__Task details__
Retype the full set of records. Keep every character identical.

__Data for processing__
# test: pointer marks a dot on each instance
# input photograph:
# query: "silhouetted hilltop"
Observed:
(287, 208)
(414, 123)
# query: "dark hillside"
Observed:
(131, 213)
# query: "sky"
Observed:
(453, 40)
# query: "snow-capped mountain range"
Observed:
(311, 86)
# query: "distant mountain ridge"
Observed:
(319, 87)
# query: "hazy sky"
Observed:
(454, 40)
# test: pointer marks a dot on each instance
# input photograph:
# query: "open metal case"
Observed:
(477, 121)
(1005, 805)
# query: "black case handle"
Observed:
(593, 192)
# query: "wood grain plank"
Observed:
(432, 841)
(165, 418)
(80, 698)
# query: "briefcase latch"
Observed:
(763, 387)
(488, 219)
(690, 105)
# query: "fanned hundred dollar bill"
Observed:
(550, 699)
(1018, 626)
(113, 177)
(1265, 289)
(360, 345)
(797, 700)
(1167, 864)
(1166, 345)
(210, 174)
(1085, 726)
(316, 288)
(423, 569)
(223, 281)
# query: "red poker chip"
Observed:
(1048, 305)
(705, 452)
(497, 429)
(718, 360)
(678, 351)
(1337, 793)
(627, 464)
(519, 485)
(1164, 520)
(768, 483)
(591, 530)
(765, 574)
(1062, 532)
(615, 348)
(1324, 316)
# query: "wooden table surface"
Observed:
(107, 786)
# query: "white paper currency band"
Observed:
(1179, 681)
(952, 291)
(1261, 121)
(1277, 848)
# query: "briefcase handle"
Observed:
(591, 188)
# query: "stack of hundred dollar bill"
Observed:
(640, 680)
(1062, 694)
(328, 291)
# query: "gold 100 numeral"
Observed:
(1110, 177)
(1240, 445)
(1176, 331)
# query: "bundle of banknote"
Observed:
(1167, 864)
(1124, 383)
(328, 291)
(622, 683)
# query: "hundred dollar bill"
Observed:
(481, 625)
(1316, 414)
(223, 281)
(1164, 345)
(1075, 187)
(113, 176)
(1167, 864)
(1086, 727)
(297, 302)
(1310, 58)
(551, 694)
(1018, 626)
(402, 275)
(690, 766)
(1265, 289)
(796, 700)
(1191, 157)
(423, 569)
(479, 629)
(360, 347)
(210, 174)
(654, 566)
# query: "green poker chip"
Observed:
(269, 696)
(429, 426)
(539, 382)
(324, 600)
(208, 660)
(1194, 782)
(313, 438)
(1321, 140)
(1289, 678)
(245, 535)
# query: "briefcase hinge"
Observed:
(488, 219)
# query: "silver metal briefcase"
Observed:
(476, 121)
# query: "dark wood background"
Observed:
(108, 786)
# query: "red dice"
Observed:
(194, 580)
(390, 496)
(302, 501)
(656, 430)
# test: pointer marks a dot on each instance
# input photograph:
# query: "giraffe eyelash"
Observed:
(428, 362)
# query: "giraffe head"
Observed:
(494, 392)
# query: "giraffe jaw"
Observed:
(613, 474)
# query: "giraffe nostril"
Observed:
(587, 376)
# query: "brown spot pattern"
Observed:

__Written response__
# test: pointer marks a dot on each instance
# input photograph:
# query: "silhouetted hilltop"
Observed:
(287, 208)
(414, 123)
# query: "dark hillside"
Observed:
(131, 213)
# query: "sky"
Observed:
(453, 40)
# query: "snow-capped mountain range"
Observed:
(311, 86)
# query: "distant mountain ridge"
Observed:
(319, 87)
# query: "hazy sky"
Observed:
(454, 40)
# test: pointer marks a dot on each instance
# input photograph:
# query: "open metal case"
Observed:
(477, 121)
(1005, 805)
# query: "black case handle"
Observed:
(593, 192)
# query: "wood grain plank"
Observed:
(432, 841)
(165, 418)
(80, 698)
# query: "briefcase latch"
Observed:
(763, 387)
(488, 219)
(690, 105)
# query: "fanned hundred dollar bill"
Observed:
(550, 699)
(1018, 626)
(113, 177)
(1265, 289)
(360, 345)
(797, 700)
(1167, 864)
(1166, 345)
(210, 174)
(1085, 726)
(316, 288)
(423, 569)
(223, 281)
# query: "red poker chip"
Observed:
(1048, 305)
(705, 452)
(497, 429)
(718, 360)
(678, 351)
(1337, 793)
(627, 464)
(519, 485)
(1164, 520)
(768, 483)
(591, 530)
(765, 574)
(1062, 532)
(615, 348)
(1324, 316)
# query: "wooden table surface"
Observed:
(107, 786)
# query: "white paper currency band"
Observed:
(1179, 681)
(952, 291)
(1261, 121)
(1277, 848)
# query: "briefcase handle"
Observed:
(591, 188)
# query: "stack of hundred dollar bill"
Observed:
(640, 680)
(1062, 694)
(328, 291)
# query: "gold 100 numeral"
Observed:
(1110, 177)
(1240, 445)
(1176, 331)
# query: "bundle of banknote"
Observed:
(1167, 864)
(1124, 383)
(328, 291)
(622, 683)
# query: "hundred dollar bill"
Observed:
(481, 625)
(1316, 414)
(223, 281)
(1164, 345)
(1075, 187)
(113, 176)
(1167, 864)
(1086, 727)
(297, 302)
(1310, 58)
(551, 694)
(1018, 626)
(402, 275)
(690, 766)
(1265, 289)
(796, 700)
(1191, 157)
(423, 569)
(479, 629)
(360, 347)
(210, 174)
(654, 566)
# query: "green poker chip"
Observed:
(269, 696)
(429, 426)
(539, 382)
(324, 600)
(208, 660)
(1194, 782)
(313, 438)
(1321, 140)
(1289, 678)
(245, 535)
# query: "briefcase hinge"
Observed:
(488, 219)
# query: "silver metal briefcase"
Observed:
(476, 121)
# query: "dark wood background"
Observed:
(108, 786)
# query: "red dice"
Observed:
(194, 580)
(390, 496)
(302, 501)
(656, 430)
# test: pointer marks a dot on each instance
# input photograph:
# query: "giraffe eyelash"
Observed:
(428, 362)
# query: "giraffe head"
Observed:
(494, 392)
# query: "giraffe jaw"
Observed:
(613, 474)
# query: "giraffe nostril"
Observed:
(587, 376)
# query: "brown spot pattern"
Observed:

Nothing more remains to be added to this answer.